== INPUT ROWS ==

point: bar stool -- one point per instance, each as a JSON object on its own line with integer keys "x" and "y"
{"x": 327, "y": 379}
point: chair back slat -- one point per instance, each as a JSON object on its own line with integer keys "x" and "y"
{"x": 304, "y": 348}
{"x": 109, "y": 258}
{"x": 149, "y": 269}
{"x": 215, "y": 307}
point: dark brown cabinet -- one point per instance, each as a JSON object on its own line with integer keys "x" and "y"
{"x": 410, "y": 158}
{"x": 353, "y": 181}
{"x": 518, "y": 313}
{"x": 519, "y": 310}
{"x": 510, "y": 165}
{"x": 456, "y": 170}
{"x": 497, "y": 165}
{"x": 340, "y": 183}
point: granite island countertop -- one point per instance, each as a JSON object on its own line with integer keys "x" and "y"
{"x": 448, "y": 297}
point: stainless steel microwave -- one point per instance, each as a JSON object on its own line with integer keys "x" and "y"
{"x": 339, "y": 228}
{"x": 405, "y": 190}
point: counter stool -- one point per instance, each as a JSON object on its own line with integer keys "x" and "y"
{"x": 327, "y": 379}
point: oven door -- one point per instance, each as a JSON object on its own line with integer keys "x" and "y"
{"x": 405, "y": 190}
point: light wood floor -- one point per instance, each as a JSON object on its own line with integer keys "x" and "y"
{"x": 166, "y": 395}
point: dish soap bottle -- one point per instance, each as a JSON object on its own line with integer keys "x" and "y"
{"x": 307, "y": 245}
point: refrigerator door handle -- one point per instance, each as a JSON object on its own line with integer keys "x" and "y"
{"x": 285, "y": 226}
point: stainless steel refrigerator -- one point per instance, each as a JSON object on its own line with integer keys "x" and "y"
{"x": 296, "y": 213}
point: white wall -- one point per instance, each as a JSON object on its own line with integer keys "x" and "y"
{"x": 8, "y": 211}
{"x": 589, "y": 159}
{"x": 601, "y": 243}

===

- _EXERCISE_
Reproduce every item above word for word, line by line, with nothing added or changed.

- _THE RESULT_
point: bar stool -- one point per instance, each as a JSON object on its own line with integer keys "x" and "y"
{"x": 327, "y": 379}
point: chair back slat -- one point per instance, each as a JSON object on its own line with integer keys "x" and "y"
{"x": 304, "y": 348}
{"x": 109, "y": 258}
{"x": 149, "y": 269}
{"x": 215, "y": 307}
point: dark brown cabinet -- one point per instance, each as a JSON object on its own line with integer keys "x" and "y"
{"x": 410, "y": 158}
{"x": 353, "y": 181}
{"x": 518, "y": 313}
{"x": 519, "y": 310}
{"x": 510, "y": 165}
{"x": 456, "y": 170}
{"x": 497, "y": 165}
{"x": 340, "y": 183}
point: granite island countertop -- one point per instance, each as a JSON object on its own line with integer keys "x" and "y"
{"x": 448, "y": 297}
point: stainless steel microwave -- one point per instance, each as a JSON object on its own line with integer keys "x" and "y"
{"x": 339, "y": 228}
{"x": 405, "y": 190}
point: counter stool -- one point per instance, each as a JSON object on its own line with integer keys "x" and "y"
{"x": 327, "y": 379}
point: oven door -- one point per instance, each as a JSON object on its own line with integer keys "x" and "y"
{"x": 405, "y": 190}
point: light wood floor -- one point per instance, each as a JSON object on its own line with integer keys "x" and "y"
{"x": 166, "y": 395}
point: dish soap bottle -- one point per instance, each as a JSON object on its own line with integer keys "x" and "y"
{"x": 307, "y": 245}
point: refrigerator door handle -- one point per instance, each as a JSON object on its own line with integer keys "x" and "y"
{"x": 285, "y": 226}
point: stainless steel refrigerator -- one point per instance, each as a JSON object on its own line with integer keys "x" and "y"
{"x": 296, "y": 213}
point: white wall -- one point per instance, each as a JSON object on its own line with integer keys "x" and "y"
{"x": 8, "y": 211}
{"x": 589, "y": 159}
{"x": 601, "y": 243}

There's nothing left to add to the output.